START Given data

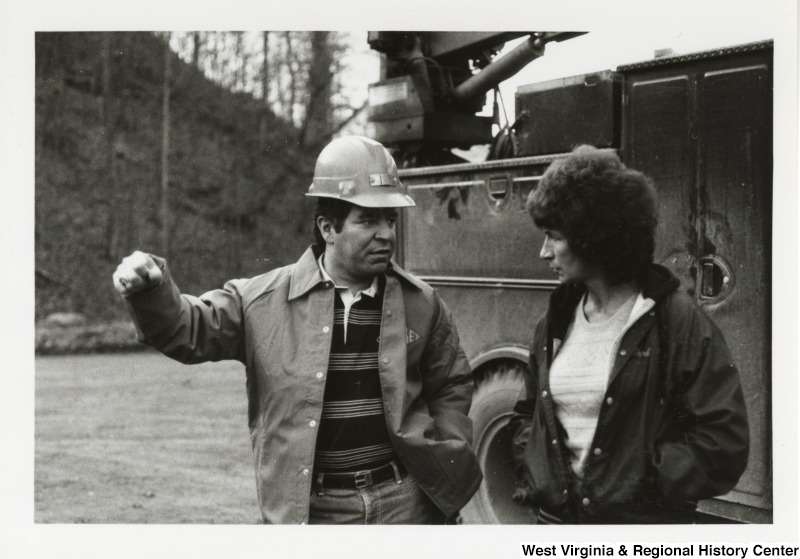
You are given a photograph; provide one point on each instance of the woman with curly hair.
(632, 409)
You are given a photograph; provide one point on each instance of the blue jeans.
(390, 502)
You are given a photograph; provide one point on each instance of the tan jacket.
(279, 325)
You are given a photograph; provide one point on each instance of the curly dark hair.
(606, 212)
(333, 209)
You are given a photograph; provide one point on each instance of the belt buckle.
(363, 479)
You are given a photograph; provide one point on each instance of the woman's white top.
(580, 372)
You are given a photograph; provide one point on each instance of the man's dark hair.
(334, 210)
(606, 212)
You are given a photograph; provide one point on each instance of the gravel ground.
(138, 438)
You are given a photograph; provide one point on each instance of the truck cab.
(700, 125)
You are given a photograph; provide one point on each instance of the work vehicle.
(699, 124)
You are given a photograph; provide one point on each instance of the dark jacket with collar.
(672, 427)
(279, 325)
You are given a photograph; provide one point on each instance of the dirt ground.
(138, 438)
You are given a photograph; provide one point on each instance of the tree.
(317, 125)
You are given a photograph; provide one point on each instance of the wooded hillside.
(235, 181)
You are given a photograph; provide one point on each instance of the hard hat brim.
(386, 200)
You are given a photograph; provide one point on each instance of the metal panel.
(470, 221)
(560, 114)
(490, 316)
(736, 222)
(701, 128)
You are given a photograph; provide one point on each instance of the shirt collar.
(371, 291)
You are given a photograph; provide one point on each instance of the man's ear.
(325, 226)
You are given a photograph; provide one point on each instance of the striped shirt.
(352, 433)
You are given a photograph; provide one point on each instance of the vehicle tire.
(492, 405)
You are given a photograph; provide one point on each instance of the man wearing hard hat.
(357, 385)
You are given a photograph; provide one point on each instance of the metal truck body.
(701, 126)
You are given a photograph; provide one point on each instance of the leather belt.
(361, 479)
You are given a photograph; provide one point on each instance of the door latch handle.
(716, 278)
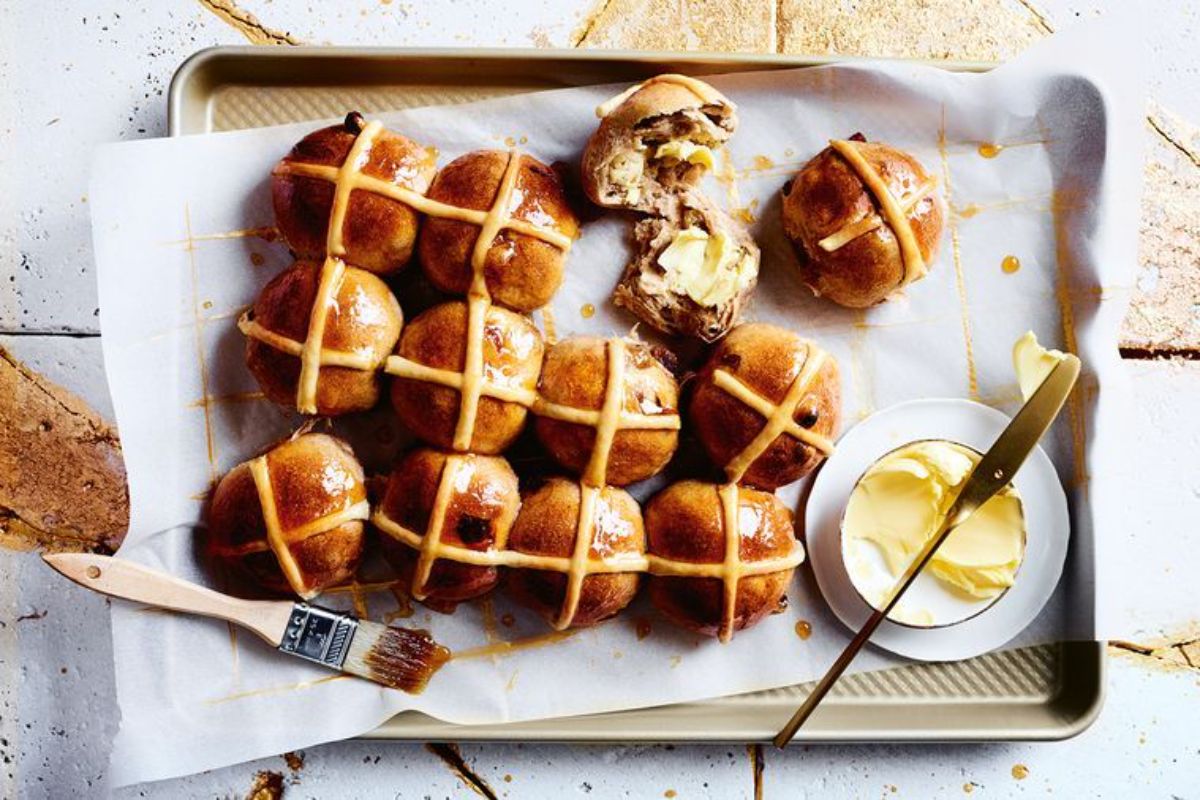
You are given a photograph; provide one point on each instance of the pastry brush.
(394, 656)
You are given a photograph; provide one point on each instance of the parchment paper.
(173, 276)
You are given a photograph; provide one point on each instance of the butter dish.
(957, 627)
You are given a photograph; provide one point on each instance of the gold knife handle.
(130, 581)
(991, 474)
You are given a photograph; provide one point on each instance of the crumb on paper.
(268, 786)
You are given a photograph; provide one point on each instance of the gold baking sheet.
(1044, 692)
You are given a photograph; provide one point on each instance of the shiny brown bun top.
(315, 487)
(687, 522)
(437, 338)
(378, 232)
(828, 200)
(549, 524)
(363, 319)
(767, 361)
(462, 501)
(521, 270)
(576, 376)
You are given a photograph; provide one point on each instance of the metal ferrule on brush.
(319, 635)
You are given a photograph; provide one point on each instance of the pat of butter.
(625, 170)
(684, 150)
(1032, 362)
(901, 500)
(709, 269)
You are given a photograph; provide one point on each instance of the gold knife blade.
(991, 474)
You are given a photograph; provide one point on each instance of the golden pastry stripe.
(625, 563)
(851, 232)
(361, 360)
(277, 540)
(897, 217)
(479, 301)
(262, 475)
(331, 274)
(780, 419)
(699, 88)
(423, 204)
(577, 570)
(731, 573)
(610, 415)
(431, 547)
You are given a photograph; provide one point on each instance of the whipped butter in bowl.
(898, 504)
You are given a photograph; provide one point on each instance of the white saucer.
(1048, 529)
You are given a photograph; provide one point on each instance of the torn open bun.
(654, 142)
(691, 272)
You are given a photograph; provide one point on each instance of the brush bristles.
(399, 657)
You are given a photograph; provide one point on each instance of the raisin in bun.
(467, 503)
(654, 143)
(693, 582)
(835, 211)
(521, 270)
(575, 382)
(757, 368)
(363, 323)
(437, 340)
(291, 521)
(549, 525)
(378, 232)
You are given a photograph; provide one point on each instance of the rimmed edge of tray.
(1069, 710)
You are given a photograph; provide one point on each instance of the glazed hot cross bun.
(442, 516)
(864, 220)
(466, 374)
(348, 191)
(766, 405)
(291, 519)
(607, 409)
(317, 336)
(721, 557)
(517, 236)
(585, 533)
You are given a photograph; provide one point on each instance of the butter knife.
(991, 474)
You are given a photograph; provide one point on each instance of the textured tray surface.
(249, 90)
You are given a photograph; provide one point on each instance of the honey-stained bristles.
(397, 657)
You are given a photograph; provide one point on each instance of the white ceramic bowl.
(929, 601)
(960, 627)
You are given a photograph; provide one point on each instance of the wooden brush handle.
(129, 581)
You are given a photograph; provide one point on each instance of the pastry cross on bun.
(348, 191)
(292, 518)
(317, 336)
(443, 517)
(721, 557)
(655, 140)
(766, 405)
(607, 409)
(693, 271)
(593, 529)
(466, 374)
(864, 220)
(522, 260)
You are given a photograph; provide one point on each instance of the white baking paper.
(1061, 196)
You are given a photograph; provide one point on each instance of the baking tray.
(1045, 692)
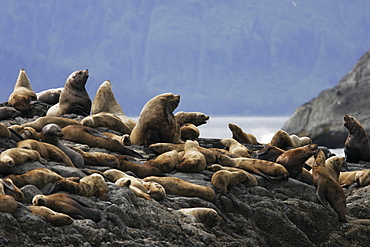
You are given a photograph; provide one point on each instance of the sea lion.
(51, 134)
(207, 216)
(177, 186)
(327, 189)
(46, 150)
(91, 185)
(196, 118)
(189, 132)
(236, 148)
(293, 159)
(356, 146)
(55, 218)
(360, 178)
(38, 177)
(193, 160)
(7, 112)
(264, 168)
(74, 97)
(223, 180)
(50, 96)
(165, 162)
(108, 120)
(242, 137)
(39, 123)
(105, 101)
(23, 93)
(156, 121)
(93, 138)
(18, 156)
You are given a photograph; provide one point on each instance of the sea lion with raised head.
(74, 97)
(23, 93)
(156, 121)
(356, 146)
(105, 101)
(327, 189)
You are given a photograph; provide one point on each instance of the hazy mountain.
(223, 57)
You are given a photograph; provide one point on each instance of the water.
(263, 128)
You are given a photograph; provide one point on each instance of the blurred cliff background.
(235, 57)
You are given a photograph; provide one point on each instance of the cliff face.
(223, 57)
(322, 117)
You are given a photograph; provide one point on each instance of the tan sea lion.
(207, 216)
(223, 180)
(46, 150)
(193, 160)
(327, 189)
(156, 121)
(23, 93)
(108, 120)
(165, 162)
(50, 96)
(189, 132)
(18, 156)
(177, 186)
(51, 134)
(242, 137)
(105, 101)
(93, 138)
(39, 123)
(356, 146)
(264, 168)
(38, 177)
(55, 218)
(236, 148)
(293, 159)
(74, 97)
(196, 118)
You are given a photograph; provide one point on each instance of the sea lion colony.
(159, 151)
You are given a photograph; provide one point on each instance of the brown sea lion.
(264, 168)
(177, 186)
(108, 120)
(156, 121)
(189, 132)
(51, 134)
(236, 148)
(356, 146)
(39, 123)
(18, 156)
(207, 216)
(93, 138)
(46, 150)
(74, 97)
(327, 189)
(23, 93)
(50, 96)
(196, 118)
(165, 162)
(105, 101)
(55, 218)
(38, 177)
(193, 160)
(241, 136)
(293, 159)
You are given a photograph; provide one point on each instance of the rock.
(322, 118)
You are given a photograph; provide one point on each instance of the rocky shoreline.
(274, 213)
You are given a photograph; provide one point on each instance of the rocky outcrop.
(274, 213)
(322, 118)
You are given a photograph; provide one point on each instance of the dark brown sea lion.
(156, 122)
(356, 146)
(74, 97)
(327, 189)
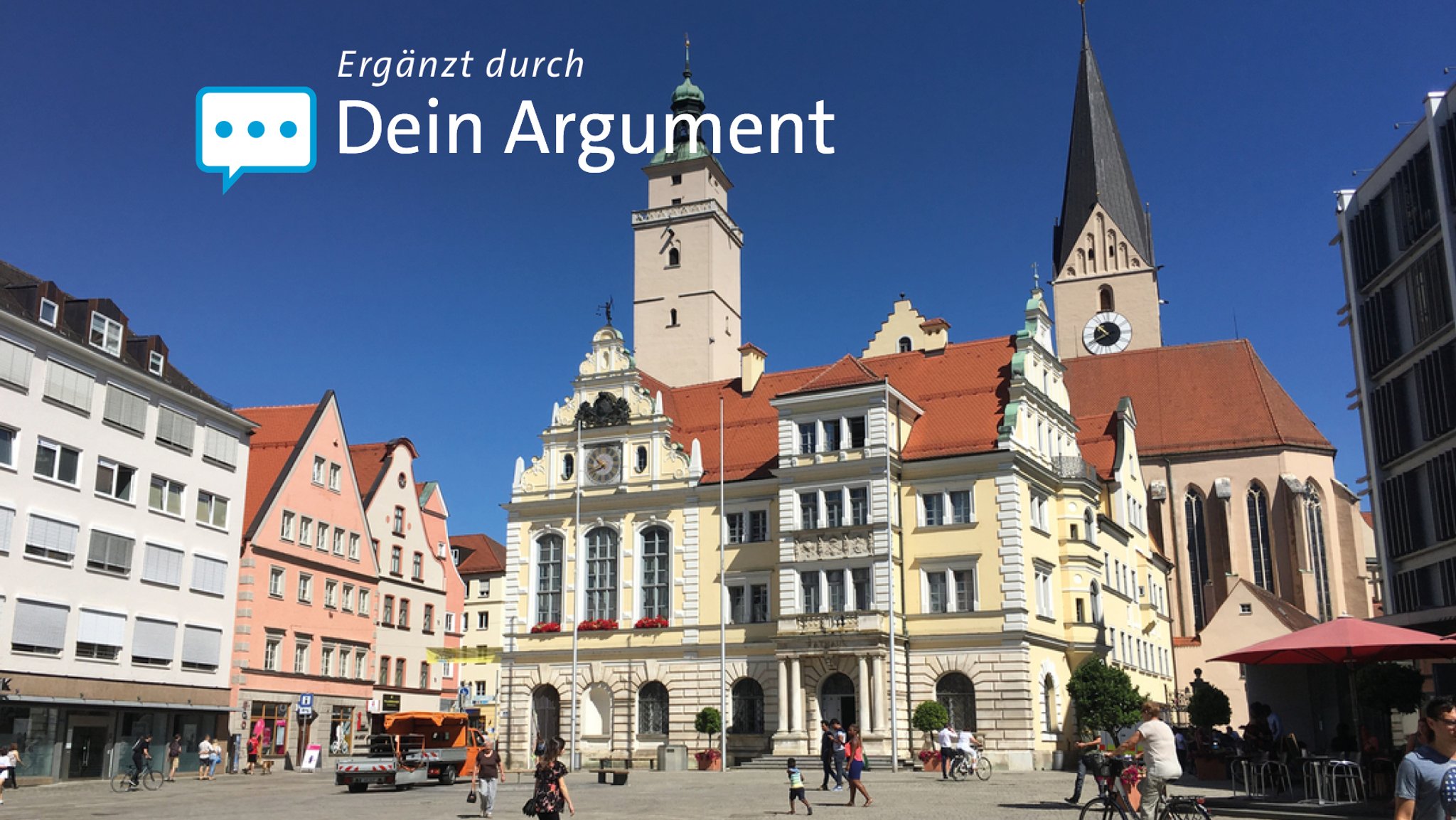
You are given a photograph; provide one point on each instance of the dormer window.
(105, 334)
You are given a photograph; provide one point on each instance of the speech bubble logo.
(255, 130)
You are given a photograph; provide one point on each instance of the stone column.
(862, 700)
(783, 698)
(797, 696)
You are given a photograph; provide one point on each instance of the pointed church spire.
(1098, 172)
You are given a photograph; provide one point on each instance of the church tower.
(1106, 283)
(686, 315)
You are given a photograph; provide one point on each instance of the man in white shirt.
(1160, 756)
(947, 739)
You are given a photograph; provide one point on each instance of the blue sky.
(414, 284)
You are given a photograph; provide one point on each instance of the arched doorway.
(545, 714)
(957, 693)
(837, 700)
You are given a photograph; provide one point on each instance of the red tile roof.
(271, 449)
(478, 554)
(1194, 398)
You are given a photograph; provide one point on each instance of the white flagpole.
(890, 568)
(575, 603)
(722, 596)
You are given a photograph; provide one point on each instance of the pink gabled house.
(308, 587)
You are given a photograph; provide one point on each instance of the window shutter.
(219, 446)
(155, 640)
(53, 536)
(102, 628)
(111, 553)
(208, 574)
(15, 365)
(126, 410)
(201, 646)
(40, 624)
(69, 386)
(162, 565)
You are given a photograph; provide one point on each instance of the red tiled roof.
(478, 554)
(963, 392)
(269, 449)
(1194, 398)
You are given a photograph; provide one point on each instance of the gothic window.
(601, 574)
(1315, 531)
(653, 708)
(1197, 555)
(1260, 538)
(548, 579)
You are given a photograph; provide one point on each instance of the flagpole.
(890, 570)
(575, 605)
(722, 596)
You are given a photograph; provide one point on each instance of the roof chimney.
(751, 361)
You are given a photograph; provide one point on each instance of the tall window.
(548, 580)
(1315, 526)
(653, 708)
(747, 707)
(1197, 555)
(655, 571)
(601, 574)
(1260, 538)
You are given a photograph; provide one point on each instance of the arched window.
(655, 573)
(1260, 538)
(545, 713)
(747, 707)
(1315, 529)
(653, 708)
(548, 579)
(1049, 704)
(956, 692)
(601, 574)
(1197, 555)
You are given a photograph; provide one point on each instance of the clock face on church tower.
(1107, 332)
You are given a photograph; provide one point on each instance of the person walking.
(551, 785)
(797, 787)
(828, 755)
(487, 775)
(140, 755)
(855, 750)
(1418, 778)
(947, 739)
(1160, 756)
(173, 757)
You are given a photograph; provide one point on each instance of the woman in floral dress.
(551, 785)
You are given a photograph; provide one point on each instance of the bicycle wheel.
(1098, 809)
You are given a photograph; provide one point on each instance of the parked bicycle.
(149, 779)
(1111, 800)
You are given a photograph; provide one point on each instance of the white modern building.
(122, 496)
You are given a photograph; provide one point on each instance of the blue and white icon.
(255, 130)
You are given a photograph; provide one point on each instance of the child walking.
(797, 788)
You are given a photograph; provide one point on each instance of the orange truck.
(417, 747)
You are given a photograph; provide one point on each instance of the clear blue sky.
(412, 284)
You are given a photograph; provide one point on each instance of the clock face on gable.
(1107, 332)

END Given data

→ To do: Return the line that contains "the person walking." along with every line after it through the end of the entries, exactly, adding nothing.

→ Expected answer:
You are given a photograph; provide one point on each instance of the person walking.
(551, 785)
(797, 787)
(828, 755)
(487, 775)
(140, 755)
(855, 750)
(1418, 778)
(947, 739)
(1160, 756)
(173, 757)
You are given a photograph; provide one point on each instance of the woman in floral dress.
(551, 785)
You are given a photograph; provide one point on each instance of the bicycle wheel.
(1098, 809)
You are given a photograph; provide one point on each instance of the parked bicycle.
(149, 779)
(1111, 800)
You are given a photograph; provide one point on each instance of the white modern building.
(122, 496)
You are given a photograph; provide one point on each instance of the blue and white icon.
(255, 130)
You are given a photograph; provide one point on each instance of the child walking.
(797, 788)
You are given a photograph; provide one point on each instance of the orange truck.
(417, 747)
You are given a photograph; provide one point on each instance of the clear blue sky.
(412, 284)
You are given a photograph; provide one point on each instance of the clock face on gable.
(1107, 332)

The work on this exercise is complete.